**AIM OF THE EXERCISE**
Transcribe all of the records precisely as they are presented.

**SOURCE MATERIAL**
--- start ---
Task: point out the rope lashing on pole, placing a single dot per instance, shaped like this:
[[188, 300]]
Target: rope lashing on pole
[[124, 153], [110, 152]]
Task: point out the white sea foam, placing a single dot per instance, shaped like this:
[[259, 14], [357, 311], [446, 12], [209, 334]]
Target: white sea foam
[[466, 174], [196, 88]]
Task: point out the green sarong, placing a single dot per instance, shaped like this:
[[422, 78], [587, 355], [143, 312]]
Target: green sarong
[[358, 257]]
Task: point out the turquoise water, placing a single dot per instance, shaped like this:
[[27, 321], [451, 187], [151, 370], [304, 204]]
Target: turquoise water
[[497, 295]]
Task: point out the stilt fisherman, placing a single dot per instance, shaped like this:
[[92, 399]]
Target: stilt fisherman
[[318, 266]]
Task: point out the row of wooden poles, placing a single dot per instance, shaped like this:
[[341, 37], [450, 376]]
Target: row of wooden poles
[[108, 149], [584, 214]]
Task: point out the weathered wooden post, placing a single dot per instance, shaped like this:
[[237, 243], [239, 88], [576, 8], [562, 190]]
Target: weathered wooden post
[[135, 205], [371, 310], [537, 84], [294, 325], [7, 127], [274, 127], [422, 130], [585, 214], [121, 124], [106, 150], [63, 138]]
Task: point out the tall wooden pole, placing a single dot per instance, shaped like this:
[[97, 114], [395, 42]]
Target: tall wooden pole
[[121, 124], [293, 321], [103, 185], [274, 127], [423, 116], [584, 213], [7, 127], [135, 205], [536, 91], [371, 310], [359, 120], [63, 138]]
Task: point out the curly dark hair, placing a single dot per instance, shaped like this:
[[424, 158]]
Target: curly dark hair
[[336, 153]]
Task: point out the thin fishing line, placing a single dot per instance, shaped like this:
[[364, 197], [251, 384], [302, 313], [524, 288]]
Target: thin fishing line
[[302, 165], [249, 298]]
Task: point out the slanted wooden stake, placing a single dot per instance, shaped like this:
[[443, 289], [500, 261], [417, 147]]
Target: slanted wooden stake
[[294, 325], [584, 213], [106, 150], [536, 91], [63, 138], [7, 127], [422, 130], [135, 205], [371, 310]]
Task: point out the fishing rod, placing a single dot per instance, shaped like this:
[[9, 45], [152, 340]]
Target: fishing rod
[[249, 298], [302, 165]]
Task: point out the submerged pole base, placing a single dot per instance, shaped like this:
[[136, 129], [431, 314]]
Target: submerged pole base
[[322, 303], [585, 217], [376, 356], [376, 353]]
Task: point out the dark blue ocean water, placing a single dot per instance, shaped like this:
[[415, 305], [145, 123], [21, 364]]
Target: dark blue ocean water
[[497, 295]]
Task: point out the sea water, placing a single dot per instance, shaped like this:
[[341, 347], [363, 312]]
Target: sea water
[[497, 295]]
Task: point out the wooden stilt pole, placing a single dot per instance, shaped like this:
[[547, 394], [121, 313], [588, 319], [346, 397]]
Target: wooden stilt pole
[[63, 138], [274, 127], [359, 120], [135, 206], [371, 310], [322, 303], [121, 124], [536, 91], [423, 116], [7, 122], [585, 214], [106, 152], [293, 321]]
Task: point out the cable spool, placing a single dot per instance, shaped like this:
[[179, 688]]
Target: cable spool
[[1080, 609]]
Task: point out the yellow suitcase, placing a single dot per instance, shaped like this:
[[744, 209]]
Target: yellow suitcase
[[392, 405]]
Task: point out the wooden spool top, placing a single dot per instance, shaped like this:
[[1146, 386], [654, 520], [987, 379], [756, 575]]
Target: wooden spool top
--- end ---
**SOLUTION TO THIS EXERCISE**
Task: point out the rope lashing on pole, placing a single dot per instance, shaped like this:
[[188, 300]]
Target: rope lashing on pole
[[124, 153], [110, 152]]
Task: point out the white sea foam, placing a single dot per instance, shaped like this:
[[259, 14], [357, 311], [446, 12], [209, 334]]
Target: white sea foam
[[466, 174], [196, 88]]
Task: point out the green sarong, placing a single dot per instance, shaped like this:
[[422, 78], [587, 355], [143, 312]]
Target: green sarong
[[358, 257]]
Task: point out the turquoise water, placing a single dot per instance, shaped like this:
[[27, 321], [451, 187], [151, 370], [304, 204]]
Target: turquoise water
[[497, 295]]
Task: point out the stilt fisherman, placing a single dot per instance, shaped like this:
[[92, 399]]
Target: stilt fisherman
[[318, 266]]
Task: point out the row of wooden poles, placing a single dot per instance, shaped like this:
[[341, 37], [450, 376]]
Target: row of wooden poles
[[108, 149], [584, 214]]
Task: point out the weathered wooden post, placing a single dot per instance, shaped like this:
[[237, 243], [239, 88], [576, 8], [562, 190]]
Target: weathered wooden post
[[135, 205], [371, 310], [537, 84], [294, 325], [7, 127], [274, 127], [422, 130], [585, 214], [121, 124], [106, 150], [63, 138]]
Task: point out the tall wooden pole, placing a single dot per instance, shaped like this:
[[97, 114], [395, 42]]
Target: tall wooden pole
[[121, 124], [293, 321], [103, 185], [274, 127], [423, 116], [584, 213], [7, 127], [135, 205], [536, 91], [371, 310], [359, 120], [63, 138]]
Task: point out the curly dark hair, placing a single dot per instance, shaped like this:
[[424, 158]]
Target: curly dark hair
[[336, 153]]
Task: point out the thin fishing line, placing a single dot per instance, shaped like this:
[[364, 197], [251, 384], [302, 313], [524, 288]]
Target: thin fishing line
[[302, 165], [249, 298]]
Task: point out the slanted wooden stake, placing a single dot per instance, shaped like this:
[[443, 289], [500, 261], [417, 147]]
Target: slanted wooden stake
[[294, 325], [584, 213], [106, 150], [536, 91], [63, 138], [7, 127], [422, 130], [135, 205], [371, 310]]
Task: point out the fishing rod, placing a single dot per instance, shaped like this:
[[9, 45], [152, 340]]
Target: fishing rod
[[249, 298], [302, 165]]
Task: point out the submerged pole base, placing a single dot per instance, shaped like this:
[[136, 129], [431, 314]]
Target: submerged pole base
[[322, 303], [585, 217], [376, 356], [376, 353]]
Task: point out the dark blue ocean water, placing a single dot per instance, shaped like this:
[[415, 305], [145, 123], [21, 364]]
Target: dark blue ocean water
[[497, 295]]
Task: point out the sea water, placing a single dot per instance, shaped like this:
[[341, 347], [363, 312]]
Target: sea water
[[497, 295]]
Task: point out the wooden stilt pole, placing a single dot per instance, shaped like this:
[[547, 394], [121, 313], [588, 319], [346, 397]]
Target: wooden stilt pole
[[63, 138], [274, 127], [359, 120], [135, 206], [371, 310], [322, 303], [121, 124], [536, 91], [423, 116], [7, 122], [585, 214], [106, 152], [293, 321]]
Task: point out the cable spool, placing a single dot per instance, shaped like this:
[[179, 688]]
Target: cable spool
[[1080, 609]]
Task: point out the yellow suitcase, placing a single dot per instance, shaped like this:
[[744, 209]]
Target: yellow suitcase
[[392, 405]]
Task: point out the wooden spool top, placing a single dot per instance, shaped like this:
[[1146, 386], [654, 520], [987, 379], [756, 575]]
Target: wooden spool top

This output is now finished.